Fragmento del documento —
Ramón Díaz Eterović
Es temprano cuando abordamos con el escritor Bartolomé Leal un
destartalado bus que nos llevará a Alta Gracia, ciudad ubicada a 39 kilómetros
de Córdoba, en la que Ernesto Che Guevara pasó varios años de su infancia por
voluntad de sus padres que buscaban una cura para el asma que lo acompañaría
hasta el último de sus días. Alta Gracia es una ciudad tranquila y hermosa, con
abundantes parques y naranjos que crecen en las veredas. Sus casas, antiguas y
nuevas, delatan el buen pasar de la mayoría de sus vecinos; y muchas de ellas
son verdaderas joyitas arquitectónicas que invitan a ser observadas con
atención. La ciudad, además de un casino moderno y amplio, tiene varios
atractivos históricos que atrae a los turistas; entre ellos una antigua
estancia jesuítica y la casa donde vivió el compositor Manuel de Falla cuando
salió al exilio después de la derrota de los republicanos en la Guerra Civil
Española de 1936.
Al finalizar el viaje, descendemos del bus y caminamos una decena de
cuadras hasta llegar a la Casa del Che, construida el año 1911 por la Compañía
de Tierras y Hoteles. En esa casa vivió el pequeño Ernesto, desde 1935 hasta
1937, y de 1939 a 1943. La casa, pintada de blanco, tiene una terraza en la que
se ve una escultura del Che niño, sentado sobre una baranda de concreto. La
escultura muestra a un niño de pantalones cortos y con una mirada profunda que
parece estar observando más allá del jardín.

Ejercicio propuesto A — Identifica cada línea de las filas que contenga la palabra "dark" y cópiala.
El fragmento del documento y las filas proceden de fuentes distintas.

Filas proporcionadas —
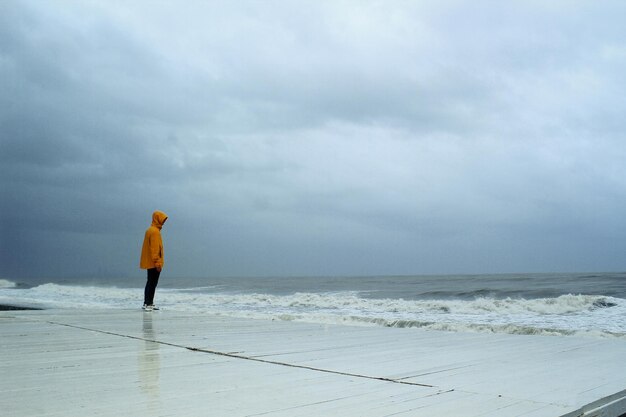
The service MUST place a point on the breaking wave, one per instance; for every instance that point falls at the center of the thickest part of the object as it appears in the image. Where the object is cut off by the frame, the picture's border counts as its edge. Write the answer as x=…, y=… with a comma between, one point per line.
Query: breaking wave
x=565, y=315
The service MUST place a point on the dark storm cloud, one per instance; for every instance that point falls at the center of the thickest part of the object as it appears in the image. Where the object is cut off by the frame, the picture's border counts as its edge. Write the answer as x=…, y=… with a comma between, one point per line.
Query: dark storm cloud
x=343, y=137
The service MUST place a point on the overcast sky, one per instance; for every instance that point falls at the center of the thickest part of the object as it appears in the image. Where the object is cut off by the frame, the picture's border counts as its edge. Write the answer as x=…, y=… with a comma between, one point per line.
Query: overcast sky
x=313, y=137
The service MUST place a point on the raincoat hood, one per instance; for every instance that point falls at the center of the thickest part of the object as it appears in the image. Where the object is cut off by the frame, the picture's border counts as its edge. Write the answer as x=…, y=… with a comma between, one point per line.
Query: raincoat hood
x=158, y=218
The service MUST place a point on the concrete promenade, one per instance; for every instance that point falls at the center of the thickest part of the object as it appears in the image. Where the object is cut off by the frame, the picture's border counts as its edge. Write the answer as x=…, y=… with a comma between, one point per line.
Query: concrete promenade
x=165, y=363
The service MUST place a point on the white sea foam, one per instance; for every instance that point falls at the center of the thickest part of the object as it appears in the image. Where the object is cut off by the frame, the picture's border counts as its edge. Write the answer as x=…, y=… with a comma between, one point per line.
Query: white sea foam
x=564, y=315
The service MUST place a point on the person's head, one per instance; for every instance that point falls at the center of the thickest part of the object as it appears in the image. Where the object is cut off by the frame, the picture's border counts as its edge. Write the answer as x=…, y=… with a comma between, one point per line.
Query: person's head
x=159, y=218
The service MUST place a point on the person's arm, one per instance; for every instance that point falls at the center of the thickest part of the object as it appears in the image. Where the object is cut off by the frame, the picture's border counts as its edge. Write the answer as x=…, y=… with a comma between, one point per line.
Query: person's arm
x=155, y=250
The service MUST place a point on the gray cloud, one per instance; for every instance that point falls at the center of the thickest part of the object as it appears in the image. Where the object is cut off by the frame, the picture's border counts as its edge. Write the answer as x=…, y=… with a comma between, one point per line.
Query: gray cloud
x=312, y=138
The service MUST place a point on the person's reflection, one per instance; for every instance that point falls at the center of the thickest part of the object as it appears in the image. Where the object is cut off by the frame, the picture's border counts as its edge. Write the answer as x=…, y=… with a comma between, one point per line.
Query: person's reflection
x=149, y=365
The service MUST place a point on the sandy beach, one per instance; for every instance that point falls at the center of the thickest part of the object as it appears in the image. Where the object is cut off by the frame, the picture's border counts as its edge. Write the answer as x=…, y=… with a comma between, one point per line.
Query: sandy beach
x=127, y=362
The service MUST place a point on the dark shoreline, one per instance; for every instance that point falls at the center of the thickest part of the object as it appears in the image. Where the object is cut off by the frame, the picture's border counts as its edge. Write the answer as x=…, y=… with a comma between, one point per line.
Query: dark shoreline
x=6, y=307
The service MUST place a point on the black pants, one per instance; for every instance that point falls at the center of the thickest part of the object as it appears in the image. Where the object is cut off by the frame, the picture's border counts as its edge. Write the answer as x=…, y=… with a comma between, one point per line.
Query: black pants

* * *

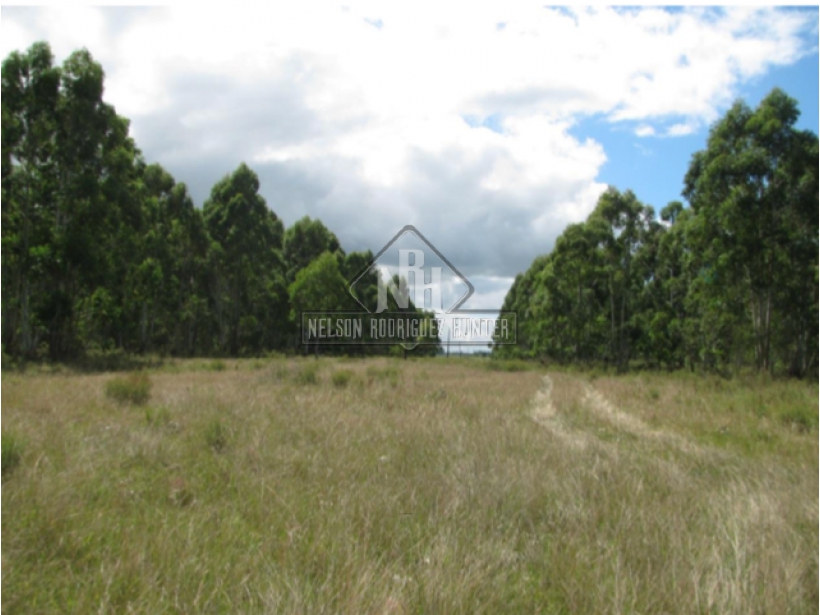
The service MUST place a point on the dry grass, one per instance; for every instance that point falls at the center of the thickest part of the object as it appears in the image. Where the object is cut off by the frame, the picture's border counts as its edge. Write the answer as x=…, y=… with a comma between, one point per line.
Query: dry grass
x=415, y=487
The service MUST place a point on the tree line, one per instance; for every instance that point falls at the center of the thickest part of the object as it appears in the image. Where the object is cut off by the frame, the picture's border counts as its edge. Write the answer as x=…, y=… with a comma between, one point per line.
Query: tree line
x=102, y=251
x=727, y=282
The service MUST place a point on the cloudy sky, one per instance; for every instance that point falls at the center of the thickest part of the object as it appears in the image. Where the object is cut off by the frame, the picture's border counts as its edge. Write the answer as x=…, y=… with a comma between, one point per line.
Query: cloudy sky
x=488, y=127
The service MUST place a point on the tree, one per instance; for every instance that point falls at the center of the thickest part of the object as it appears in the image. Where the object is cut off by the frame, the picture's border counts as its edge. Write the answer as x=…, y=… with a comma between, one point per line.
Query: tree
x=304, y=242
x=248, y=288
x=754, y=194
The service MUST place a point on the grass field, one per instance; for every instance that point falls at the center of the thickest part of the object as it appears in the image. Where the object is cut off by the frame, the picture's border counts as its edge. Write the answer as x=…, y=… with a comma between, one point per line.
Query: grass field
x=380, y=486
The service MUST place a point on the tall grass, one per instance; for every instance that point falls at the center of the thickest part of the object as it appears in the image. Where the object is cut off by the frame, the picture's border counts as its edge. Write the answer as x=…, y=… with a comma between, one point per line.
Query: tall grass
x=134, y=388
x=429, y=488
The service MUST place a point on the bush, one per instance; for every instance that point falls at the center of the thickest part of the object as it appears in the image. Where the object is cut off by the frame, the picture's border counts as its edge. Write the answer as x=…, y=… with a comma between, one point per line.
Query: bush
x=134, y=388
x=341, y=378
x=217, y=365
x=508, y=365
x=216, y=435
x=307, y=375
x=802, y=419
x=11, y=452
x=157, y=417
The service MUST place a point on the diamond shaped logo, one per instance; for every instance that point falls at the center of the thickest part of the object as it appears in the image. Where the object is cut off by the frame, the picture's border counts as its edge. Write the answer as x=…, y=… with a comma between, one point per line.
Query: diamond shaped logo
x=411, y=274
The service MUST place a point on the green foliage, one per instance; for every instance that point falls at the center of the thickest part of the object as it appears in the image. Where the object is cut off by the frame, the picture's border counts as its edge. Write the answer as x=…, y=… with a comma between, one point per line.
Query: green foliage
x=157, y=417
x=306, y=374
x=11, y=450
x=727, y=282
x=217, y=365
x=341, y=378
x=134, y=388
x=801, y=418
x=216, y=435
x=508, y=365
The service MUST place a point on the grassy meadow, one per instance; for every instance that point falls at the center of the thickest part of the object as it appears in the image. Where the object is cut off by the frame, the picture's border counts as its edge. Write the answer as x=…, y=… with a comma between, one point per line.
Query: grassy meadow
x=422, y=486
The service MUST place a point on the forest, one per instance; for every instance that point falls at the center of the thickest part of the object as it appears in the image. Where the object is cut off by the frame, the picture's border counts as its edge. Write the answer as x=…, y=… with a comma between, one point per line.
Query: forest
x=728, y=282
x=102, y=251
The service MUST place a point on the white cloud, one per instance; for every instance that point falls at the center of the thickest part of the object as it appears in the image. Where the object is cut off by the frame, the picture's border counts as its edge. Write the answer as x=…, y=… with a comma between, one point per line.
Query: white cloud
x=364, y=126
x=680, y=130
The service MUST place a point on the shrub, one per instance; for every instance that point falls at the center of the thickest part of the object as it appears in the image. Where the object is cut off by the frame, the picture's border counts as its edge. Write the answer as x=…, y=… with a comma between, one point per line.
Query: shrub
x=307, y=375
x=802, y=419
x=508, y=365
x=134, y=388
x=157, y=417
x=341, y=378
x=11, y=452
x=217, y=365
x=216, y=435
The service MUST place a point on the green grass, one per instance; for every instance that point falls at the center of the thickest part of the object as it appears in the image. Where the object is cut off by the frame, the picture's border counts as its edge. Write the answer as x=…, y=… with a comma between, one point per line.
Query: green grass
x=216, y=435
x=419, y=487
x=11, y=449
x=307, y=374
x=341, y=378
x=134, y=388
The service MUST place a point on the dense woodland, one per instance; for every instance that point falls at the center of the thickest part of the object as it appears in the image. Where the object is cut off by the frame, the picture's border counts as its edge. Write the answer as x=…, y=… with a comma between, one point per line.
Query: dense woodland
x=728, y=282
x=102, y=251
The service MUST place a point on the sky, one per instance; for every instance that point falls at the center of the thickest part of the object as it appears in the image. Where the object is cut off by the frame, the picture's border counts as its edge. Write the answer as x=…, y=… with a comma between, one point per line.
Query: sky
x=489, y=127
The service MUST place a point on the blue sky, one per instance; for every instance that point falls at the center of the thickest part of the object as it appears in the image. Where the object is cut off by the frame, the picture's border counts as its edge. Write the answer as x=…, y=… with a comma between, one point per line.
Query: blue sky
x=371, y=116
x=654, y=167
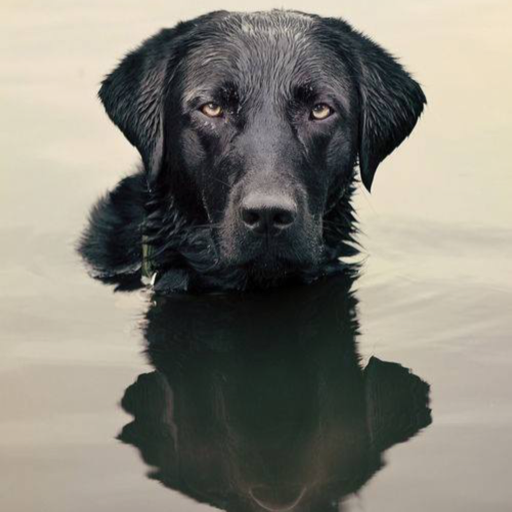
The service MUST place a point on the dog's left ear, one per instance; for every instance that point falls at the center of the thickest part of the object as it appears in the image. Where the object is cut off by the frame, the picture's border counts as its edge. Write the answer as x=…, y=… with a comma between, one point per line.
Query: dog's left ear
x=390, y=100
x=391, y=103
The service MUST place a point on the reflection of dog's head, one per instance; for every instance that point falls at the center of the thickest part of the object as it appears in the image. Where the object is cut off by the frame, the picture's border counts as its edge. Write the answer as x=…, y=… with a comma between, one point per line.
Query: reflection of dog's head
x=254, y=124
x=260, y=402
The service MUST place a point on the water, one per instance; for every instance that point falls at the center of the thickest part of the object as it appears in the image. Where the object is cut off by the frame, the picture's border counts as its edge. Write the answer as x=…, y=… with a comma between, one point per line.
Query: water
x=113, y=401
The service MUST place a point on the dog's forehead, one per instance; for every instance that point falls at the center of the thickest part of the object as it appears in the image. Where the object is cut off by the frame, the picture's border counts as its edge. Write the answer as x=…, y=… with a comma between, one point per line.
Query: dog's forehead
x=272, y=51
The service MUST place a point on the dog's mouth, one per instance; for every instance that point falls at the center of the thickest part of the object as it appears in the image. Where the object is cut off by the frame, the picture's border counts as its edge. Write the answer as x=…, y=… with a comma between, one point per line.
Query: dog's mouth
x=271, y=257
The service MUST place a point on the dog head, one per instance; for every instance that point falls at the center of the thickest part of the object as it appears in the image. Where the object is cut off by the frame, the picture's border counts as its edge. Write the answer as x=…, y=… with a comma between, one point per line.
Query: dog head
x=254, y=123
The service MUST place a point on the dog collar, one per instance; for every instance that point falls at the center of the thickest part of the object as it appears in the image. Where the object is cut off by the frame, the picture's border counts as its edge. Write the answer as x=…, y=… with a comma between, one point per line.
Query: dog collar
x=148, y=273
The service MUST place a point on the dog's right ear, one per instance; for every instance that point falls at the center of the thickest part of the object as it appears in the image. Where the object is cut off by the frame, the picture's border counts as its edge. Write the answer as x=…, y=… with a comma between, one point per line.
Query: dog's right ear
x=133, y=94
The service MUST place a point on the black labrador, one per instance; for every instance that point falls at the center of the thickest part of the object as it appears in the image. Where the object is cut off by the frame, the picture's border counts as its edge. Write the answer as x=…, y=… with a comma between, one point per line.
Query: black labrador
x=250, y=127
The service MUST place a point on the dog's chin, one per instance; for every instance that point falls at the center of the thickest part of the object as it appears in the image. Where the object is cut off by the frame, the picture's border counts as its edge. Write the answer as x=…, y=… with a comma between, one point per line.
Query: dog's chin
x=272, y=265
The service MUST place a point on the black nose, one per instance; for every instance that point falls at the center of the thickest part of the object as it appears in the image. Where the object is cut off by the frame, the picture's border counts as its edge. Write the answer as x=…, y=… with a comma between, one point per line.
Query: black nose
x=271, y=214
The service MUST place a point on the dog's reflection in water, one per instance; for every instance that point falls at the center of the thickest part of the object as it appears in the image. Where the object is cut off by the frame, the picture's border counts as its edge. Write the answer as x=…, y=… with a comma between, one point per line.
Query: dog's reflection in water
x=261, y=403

Ejercicio propuesto B —
Responde estas preguntas sobre el fragmento del documento acerca de Alta Gracia:
(i) ¿A cuántos kilómetros de Córdoba se ubica Alta Gracia?
(ii) ¿Qué compositor vivió en la ciudad?
(iii) ¿En qué año se construyó la Casa del Che y quién la construyó?

Resultado A —
The service MUST place a point on the dark storm cloud, one per instance; for every instance that point falls at the center of the thickest part of the object as it appears in the image. Where the object is cut off by the frame, the picture's border counts as its edge. Write the answer as x=…, y=… with a comma between, one point per line.
Query: dark storm cloud
The service MUST place a point on the dark shoreline, one per instance; for every instance that point falls at the center of the thickest part of the object as it appears in the image. Where the object is cut off by the frame, the picture's border counts as its edge. Write the answer as x=…, y=… with a comma between, one point per line.
Query: dark shoreline

Resultado B —
(i) A 39 kilómetros.
(ii) Manuel de Falla.
(iii) En 1911, por la Compañía de Tierras y Hoteles.